Exercise
Continue the article on the novel The God of the Hive from its last sentence, keeping the same encyclopedic style.

Extract provided
The God of the Hive
- 2010 first edition (US)
- Author: Laurie R. King
- Language: English
- Series: Mary Russell
- Genre: Detective fiction
- Publisher: Bantam Books (US) Allison & Busby (UK)
- Publication date: 2010
- Publication place: United States
- Media type: Print (hardback)
- Pages: 354
- ISBN: 0-553-80554-1
- Preceded by: The Language of Bees
- Followed by: Pirate King

= The God of the Hive =

2010 novel by Laurie R. King

The God of the Hive is a 2010 mystery novel by American author Laurie R. King. Tenth in the Mary Russell series, the story features married detectives Mary Russell and Sherlock Holmes. The novel begins almost immediately after the close of King's preceding novel, The Language of Bees.

==Plot summary==
Mary Russell and Sherlock Holmes are each on the trail, seeking to expose a ruthless villain and ensure the safety of Holmes' artist son, Damian Adler, and Adler's half-Chinese daughter, three-year-old Estelle. The search involves the British practitioners of a religious cult called The Children of Lights with roots in Shanghai, China.

Referring expression data
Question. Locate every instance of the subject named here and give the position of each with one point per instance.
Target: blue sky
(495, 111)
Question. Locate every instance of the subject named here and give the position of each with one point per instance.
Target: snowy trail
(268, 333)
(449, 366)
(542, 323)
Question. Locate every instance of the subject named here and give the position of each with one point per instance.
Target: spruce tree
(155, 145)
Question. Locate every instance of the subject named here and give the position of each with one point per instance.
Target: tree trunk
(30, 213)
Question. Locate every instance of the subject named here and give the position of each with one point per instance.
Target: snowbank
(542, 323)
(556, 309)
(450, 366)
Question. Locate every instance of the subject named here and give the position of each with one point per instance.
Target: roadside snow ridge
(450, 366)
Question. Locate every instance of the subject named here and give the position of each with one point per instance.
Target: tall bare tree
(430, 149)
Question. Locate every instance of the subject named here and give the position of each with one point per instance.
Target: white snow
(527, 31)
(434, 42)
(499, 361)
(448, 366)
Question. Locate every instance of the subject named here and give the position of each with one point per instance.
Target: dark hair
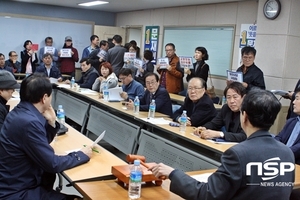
(237, 87)
(9, 54)
(117, 38)
(34, 87)
(125, 71)
(103, 43)
(152, 74)
(202, 81)
(148, 55)
(106, 65)
(247, 50)
(170, 44)
(203, 51)
(48, 38)
(26, 43)
(261, 107)
(85, 60)
(47, 54)
(93, 37)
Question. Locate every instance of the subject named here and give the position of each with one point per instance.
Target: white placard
(163, 63)
(65, 53)
(48, 49)
(186, 62)
(235, 76)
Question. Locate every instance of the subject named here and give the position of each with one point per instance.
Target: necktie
(294, 134)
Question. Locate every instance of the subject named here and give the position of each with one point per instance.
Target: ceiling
(127, 5)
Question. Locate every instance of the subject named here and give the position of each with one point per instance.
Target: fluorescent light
(93, 3)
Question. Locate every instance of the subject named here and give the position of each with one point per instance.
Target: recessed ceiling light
(93, 3)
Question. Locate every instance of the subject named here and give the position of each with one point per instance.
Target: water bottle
(183, 121)
(61, 115)
(72, 83)
(136, 103)
(135, 181)
(105, 92)
(152, 107)
(223, 100)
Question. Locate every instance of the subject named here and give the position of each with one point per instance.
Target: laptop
(114, 94)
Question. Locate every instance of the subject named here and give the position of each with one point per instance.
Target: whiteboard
(217, 40)
(16, 30)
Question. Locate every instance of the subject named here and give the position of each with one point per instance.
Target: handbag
(211, 91)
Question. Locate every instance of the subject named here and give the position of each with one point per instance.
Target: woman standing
(67, 64)
(28, 58)
(108, 77)
(201, 68)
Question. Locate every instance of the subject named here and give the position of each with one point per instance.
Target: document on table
(156, 120)
(202, 177)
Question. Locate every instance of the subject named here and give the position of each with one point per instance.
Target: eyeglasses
(151, 83)
(194, 88)
(122, 78)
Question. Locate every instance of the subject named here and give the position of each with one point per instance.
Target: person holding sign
(171, 76)
(200, 67)
(28, 58)
(68, 55)
(252, 75)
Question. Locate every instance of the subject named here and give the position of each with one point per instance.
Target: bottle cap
(136, 162)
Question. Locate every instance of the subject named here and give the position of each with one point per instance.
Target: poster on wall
(247, 38)
(151, 40)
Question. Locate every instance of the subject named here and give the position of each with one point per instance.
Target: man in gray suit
(258, 168)
(115, 55)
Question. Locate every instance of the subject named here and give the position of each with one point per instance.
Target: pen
(93, 149)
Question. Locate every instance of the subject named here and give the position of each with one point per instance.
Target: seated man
(154, 91)
(89, 75)
(229, 117)
(26, 158)
(13, 62)
(199, 107)
(289, 135)
(48, 68)
(3, 66)
(241, 174)
(8, 84)
(131, 88)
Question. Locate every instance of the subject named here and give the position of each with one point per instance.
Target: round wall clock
(272, 9)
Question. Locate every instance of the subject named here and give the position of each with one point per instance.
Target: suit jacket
(162, 101)
(201, 72)
(174, 83)
(284, 136)
(230, 180)
(199, 112)
(54, 71)
(236, 133)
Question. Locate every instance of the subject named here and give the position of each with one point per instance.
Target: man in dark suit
(245, 171)
(199, 107)
(154, 91)
(48, 67)
(229, 117)
(289, 135)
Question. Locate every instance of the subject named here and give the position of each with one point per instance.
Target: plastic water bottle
(72, 83)
(183, 121)
(135, 181)
(61, 115)
(105, 92)
(223, 100)
(136, 108)
(152, 107)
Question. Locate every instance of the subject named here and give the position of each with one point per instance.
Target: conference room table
(113, 190)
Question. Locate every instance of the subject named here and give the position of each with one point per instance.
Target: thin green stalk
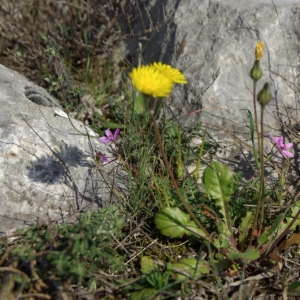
(179, 156)
(260, 205)
(262, 169)
(188, 209)
(282, 181)
(256, 120)
(197, 170)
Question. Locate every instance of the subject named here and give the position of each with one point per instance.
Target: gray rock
(222, 35)
(48, 169)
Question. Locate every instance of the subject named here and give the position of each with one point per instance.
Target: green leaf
(249, 254)
(192, 266)
(292, 240)
(172, 222)
(143, 294)
(218, 181)
(147, 264)
(294, 287)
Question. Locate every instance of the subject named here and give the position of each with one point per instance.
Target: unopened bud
(264, 96)
(259, 50)
(256, 71)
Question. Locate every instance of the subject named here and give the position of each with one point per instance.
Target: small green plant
(254, 238)
(71, 253)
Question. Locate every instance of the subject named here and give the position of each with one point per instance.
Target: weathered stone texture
(49, 174)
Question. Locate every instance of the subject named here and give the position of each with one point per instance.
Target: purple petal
(104, 140)
(288, 145)
(116, 133)
(108, 133)
(104, 158)
(287, 154)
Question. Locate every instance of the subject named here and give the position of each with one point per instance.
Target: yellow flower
(171, 73)
(258, 50)
(150, 81)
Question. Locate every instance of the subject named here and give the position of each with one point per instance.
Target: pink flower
(278, 142)
(101, 156)
(109, 138)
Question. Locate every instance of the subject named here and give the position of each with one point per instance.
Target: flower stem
(262, 169)
(260, 199)
(188, 209)
(256, 122)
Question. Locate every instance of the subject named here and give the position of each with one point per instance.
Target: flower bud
(256, 71)
(264, 96)
(259, 50)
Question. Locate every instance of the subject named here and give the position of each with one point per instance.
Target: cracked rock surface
(48, 169)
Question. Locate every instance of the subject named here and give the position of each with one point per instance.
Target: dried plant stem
(188, 209)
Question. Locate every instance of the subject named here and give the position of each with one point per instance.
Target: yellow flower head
(259, 50)
(173, 74)
(150, 81)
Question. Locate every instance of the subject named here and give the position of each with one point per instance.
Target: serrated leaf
(218, 181)
(292, 240)
(172, 222)
(147, 264)
(191, 266)
(249, 254)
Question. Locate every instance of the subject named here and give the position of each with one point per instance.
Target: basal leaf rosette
(172, 222)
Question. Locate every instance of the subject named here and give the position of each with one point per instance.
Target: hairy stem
(188, 209)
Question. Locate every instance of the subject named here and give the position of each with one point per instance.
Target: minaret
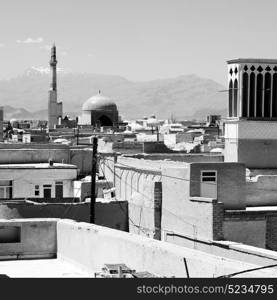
(53, 65)
(54, 108)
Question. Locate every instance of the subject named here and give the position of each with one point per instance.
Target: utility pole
(93, 180)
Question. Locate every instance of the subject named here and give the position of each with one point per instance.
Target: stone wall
(111, 214)
(101, 245)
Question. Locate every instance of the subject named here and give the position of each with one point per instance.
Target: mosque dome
(99, 103)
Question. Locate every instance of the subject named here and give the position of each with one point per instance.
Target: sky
(139, 40)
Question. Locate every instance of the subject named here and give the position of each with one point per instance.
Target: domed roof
(99, 102)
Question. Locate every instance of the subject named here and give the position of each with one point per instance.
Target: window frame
(37, 189)
(7, 189)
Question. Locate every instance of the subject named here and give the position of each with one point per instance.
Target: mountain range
(186, 96)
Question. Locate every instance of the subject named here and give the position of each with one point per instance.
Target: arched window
(235, 98)
(244, 94)
(230, 98)
(274, 96)
(252, 95)
(267, 92)
(259, 95)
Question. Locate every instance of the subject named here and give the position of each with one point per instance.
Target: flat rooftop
(38, 166)
(41, 268)
(64, 248)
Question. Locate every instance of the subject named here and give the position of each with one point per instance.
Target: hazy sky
(137, 39)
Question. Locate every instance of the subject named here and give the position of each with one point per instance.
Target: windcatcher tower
(55, 109)
(251, 126)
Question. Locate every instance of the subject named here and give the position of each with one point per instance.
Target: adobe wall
(28, 238)
(183, 214)
(245, 228)
(111, 214)
(15, 156)
(258, 153)
(183, 157)
(261, 190)
(100, 245)
(259, 227)
(230, 182)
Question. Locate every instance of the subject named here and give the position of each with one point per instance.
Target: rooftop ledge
(203, 199)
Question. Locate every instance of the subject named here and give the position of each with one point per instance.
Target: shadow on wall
(112, 214)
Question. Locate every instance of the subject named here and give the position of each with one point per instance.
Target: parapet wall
(92, 246)
(21, 238)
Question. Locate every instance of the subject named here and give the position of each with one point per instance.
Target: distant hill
(185, 96)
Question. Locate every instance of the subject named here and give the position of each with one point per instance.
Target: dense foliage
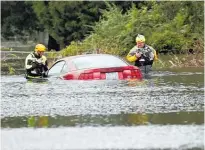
(166, 25)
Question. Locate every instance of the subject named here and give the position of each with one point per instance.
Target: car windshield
(101, 61)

Result of the exercise
The plot picks up in the summer of 1924 near an ancient circle of standing stones on Orkney Island, shortly after religious fanatic Thomas Brothers, who seeks to unleash psychic energies through human sacrifice, shot Holmes's artist son, Damian Adler. Holmes's search for medical help to save his son's life takes him to Holland, while Mary travels through Britain in an effort to keep Estelle safe from Brothers and his allies.

Brothers' shadowy connections have led to a conspiracy deeply entrenched in the highest echelons of government. Mycroft Holmes finds himself questioned and under suspicion and the family members are actively pursued by Scotland Yard. In the process a modern-day Robin Goodfellow emerges to lend aid to Mary and her kin.